- _Set tasks_
• A. In the notebook on the 800m calculator, explain why the data conversion functions turn time strings into seconds and later turn seconds back into strings.
• B. Write the next part of the 800m calculator notebook, continuing its code from the point where it stops.

- _Text extract_
# 800m Calculator

This notebook contains the functions used to produce an 800m racing and training calculator.

## Table of Contents

#### [Helper Functions](#Helper-Functions)
* [Data Conversion Functions](#Data-Conversion-Functions)
* [Modeling Functions](#Modeling-Functions)
* [Prediction Functions](#Prediction-Functions)

#### [Training Predictors](#Training-Predictors)
* [600m x 3 Training](#600m-x-3-Training)
* [600m, 400m x 3 Training](#600m,-400m-x-3-Training)
* [600m, 300m x 4 Training](#600m,-300m-x-4-Training)
* [500m x 3 Training](#500m-x-3-Training)
* [300m x 5 Training (2 sets)](#300m-x-3-Training-(2-sets))
* [200m x 8 Training](#200m-x-8-Training)

## Imports

In [5]:
import pandas as pd
import numpy as np
from sklearn.linear_model import LinearRegression
import os
import pickle
import math

## Helper Functions

### Data Conversion Functions

These functions convert time strings to seconds, and then seconds back into a nicely formatted string once operations have been performed.

In [8]:
def convert_to_seconds(time_str: str) -> float:
    try:
        if not any(c.isdigit() for c in time_str):
            raise ValueError("Invalid input: Only numbers, colons, and periods are allowed. Please do not use words or letters.")
        if ":" not in time_str and "." not in time_str:
            return float(time_str)
        if ":" in time_str:
            parts = time_str.split(":")
            if len(parts) == 2:
                minutes = int(parts[0])

- _Data_
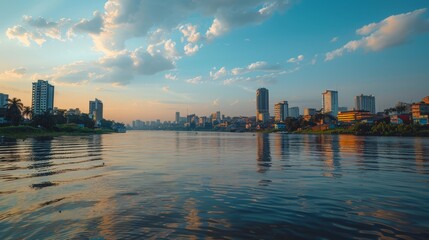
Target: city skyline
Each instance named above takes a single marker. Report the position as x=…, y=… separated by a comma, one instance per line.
x=206, y=58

- _Answers below_
• A. Time strings are converted to seconds so that operations can be performed on the times. Once those operations are done, the seconds are converted back into a nicely formatted string.

• B.
                if len(parts[1]) < 2:
                    parts[1] += "0"
                seconds = float(parts[1])
                return minutes * 60 + seconds
            elif len(parts) > 2:
                raise ValueError("Too many colons.")
        if "." in time_str:
            parts = time_str.split(".")
            if len(parts) == 2:
                if len(parts[0]) == 1:
                    minutes = int(parts[0])
                else:
                    return float(time_str)
                if len(parts[1]) < 2:
                    parts[1] += "0"
                seconds = int(parts[1])
                return minutes * 60 + seconds
            elif len(parts) == 3:
                minutes = int(parts[0])
                seconds = int(parts[1])
                fractional_seconds = float("0." + parts[2])
                return minutes * 60 + seconds + fractional_seconds
            else:
                raise ValueError("Too many dots.")
        raise ValueError("Could not parse input.")
    except ValueError:
        raise ValueError("Invalid input: Only numbers, colons, and periods are allowed. Please do not use words or letters.")

In [9]:
def seconds_to_minutes(seconds: float) -> str:
    total_seconds = round(seconds, 2)
    minutes = int(total_seconds // 60)
    remaining_seconds = total_seconds - minutes * 60
    if remaining_seconds >= 59.995:  # If rounding pushes it to 60
        minutes += 1
        remaining_seconds = 0.0
    if minutes == 0:
        return f"{remaining_seconds:05.2f}"
    else:
        return f"{minutes}:{remaining_seconds:05.2f}"

In [10]:
def is_valid_time_format(time_str):
    try:
        convert_to_seconds(time_str)
        return True
    except Exception:
        return False

### Modeling Functions

#### Generating Training Tables

Generates a training pace table based on specified inputs.

In [13]:
def generate_training_table(
    start_800,
    start_intervals,
    increments,
    num_rows,
    interval_names=None
):
    """
    Generalized training pace table generator.

    Args:
        start_800 (float): Starting 800m time (in seconds).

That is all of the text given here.